# AIM:
Reproduce the data below, from the line containing "Could you please indicate the mossy" through the end of the data, inclusive, and offset every coordinate in the answers by adding 95 to each number. Keep all other text unchanged.

Begin

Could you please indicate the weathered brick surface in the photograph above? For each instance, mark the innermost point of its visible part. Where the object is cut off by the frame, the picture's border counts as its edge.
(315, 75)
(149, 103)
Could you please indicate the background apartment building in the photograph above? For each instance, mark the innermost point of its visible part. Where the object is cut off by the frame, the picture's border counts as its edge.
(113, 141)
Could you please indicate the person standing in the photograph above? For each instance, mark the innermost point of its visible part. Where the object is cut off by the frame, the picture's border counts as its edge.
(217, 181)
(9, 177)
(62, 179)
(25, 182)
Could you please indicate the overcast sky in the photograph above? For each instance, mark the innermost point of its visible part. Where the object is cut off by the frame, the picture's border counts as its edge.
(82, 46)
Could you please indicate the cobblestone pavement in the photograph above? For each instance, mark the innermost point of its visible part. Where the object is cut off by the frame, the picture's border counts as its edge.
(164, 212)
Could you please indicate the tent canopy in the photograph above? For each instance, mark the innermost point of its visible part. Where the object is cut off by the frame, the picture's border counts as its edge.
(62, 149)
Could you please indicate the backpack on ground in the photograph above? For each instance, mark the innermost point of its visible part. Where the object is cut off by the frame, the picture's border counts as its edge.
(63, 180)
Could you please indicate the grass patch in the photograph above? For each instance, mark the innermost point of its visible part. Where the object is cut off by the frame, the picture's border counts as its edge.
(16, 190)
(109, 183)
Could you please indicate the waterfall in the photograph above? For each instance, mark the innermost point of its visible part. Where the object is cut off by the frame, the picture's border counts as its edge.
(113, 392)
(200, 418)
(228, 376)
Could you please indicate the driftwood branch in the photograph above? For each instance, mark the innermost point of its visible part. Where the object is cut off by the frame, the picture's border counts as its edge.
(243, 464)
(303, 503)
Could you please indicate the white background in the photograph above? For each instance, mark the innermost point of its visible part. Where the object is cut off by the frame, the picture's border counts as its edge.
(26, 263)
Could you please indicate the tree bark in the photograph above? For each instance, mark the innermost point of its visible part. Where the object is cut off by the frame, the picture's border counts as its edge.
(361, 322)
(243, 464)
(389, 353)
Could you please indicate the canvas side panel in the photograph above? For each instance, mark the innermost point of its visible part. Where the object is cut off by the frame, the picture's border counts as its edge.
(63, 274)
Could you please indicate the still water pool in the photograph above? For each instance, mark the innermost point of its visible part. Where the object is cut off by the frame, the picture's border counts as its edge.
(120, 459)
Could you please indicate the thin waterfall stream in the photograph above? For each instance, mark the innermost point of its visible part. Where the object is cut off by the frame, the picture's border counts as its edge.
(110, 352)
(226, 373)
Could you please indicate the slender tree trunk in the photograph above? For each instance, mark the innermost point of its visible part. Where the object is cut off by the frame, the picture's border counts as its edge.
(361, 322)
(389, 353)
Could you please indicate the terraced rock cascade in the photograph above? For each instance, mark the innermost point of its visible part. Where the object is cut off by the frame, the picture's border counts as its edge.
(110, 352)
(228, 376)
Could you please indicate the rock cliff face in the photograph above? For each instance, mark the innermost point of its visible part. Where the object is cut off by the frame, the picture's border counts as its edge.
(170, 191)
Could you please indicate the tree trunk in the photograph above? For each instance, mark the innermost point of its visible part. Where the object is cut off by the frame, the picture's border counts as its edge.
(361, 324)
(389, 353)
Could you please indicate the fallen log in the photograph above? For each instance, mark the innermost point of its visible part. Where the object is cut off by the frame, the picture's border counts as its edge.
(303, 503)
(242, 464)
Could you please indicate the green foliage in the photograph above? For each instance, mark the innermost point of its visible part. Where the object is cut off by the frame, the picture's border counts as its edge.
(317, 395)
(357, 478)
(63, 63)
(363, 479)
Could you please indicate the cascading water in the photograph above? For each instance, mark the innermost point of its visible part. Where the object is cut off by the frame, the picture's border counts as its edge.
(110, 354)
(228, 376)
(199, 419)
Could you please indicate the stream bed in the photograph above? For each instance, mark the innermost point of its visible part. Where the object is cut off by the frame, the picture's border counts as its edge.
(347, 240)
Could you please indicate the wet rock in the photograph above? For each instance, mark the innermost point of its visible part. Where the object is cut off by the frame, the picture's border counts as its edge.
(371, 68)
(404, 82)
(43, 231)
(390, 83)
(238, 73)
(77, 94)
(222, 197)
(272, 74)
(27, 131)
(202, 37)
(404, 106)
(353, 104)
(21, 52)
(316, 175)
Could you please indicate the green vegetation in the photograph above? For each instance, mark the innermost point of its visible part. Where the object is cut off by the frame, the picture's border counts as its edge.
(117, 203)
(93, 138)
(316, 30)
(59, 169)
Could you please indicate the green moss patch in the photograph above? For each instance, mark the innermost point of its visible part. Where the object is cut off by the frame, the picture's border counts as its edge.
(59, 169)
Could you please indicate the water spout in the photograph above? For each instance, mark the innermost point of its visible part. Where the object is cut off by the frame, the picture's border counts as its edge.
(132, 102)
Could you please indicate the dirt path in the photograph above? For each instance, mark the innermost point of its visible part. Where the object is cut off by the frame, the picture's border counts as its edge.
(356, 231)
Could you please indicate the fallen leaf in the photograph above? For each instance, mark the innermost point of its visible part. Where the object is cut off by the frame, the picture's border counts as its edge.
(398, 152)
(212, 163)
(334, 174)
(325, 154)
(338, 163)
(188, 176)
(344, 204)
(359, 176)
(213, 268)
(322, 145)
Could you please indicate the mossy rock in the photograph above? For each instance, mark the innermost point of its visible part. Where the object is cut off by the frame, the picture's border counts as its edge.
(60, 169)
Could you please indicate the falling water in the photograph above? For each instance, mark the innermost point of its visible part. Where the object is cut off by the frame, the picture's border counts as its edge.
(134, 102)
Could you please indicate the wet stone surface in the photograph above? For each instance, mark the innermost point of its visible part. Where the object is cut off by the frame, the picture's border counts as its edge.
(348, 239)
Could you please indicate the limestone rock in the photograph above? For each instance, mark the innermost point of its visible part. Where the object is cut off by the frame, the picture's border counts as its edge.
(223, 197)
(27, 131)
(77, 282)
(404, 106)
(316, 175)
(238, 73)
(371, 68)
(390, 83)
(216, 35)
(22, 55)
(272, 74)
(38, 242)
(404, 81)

End

# PROBLEM SOLUTION:
Could you please indicate the mossy rock in the photograph above? For each instance, mark the innermost point of its visible part. Where the object is cut off by the frame, the picture's border counts as its edge.
(155, 264)
Could you please indicate the falling water in the photograph above? For each instance, mark the innermost point of its visible part. Where the object is cut off by the frame, the picture's border counts as its edge.
(229, 197)
Could you please indicate the wet stone surface in the photograph above? For each instance, mark the innermost point of its visible part. Where the object is cut off by the frame, the picture's border counts as its edge.
(443, 334)
Could you please indicate the limestone rock in the photograph above? For each instance, mark the innermost point of its visible part. Where the object is cut off by the frame, the picture's border counts as its edge.
(318, 292)
(122, 226)
(172, 377)
(499, 201)
(411, 270)
(333, 168)
(466, 163)
(485, 178)
(311, 130)
(117, 150)
(367, 169)
(133, 337)
(499, 176)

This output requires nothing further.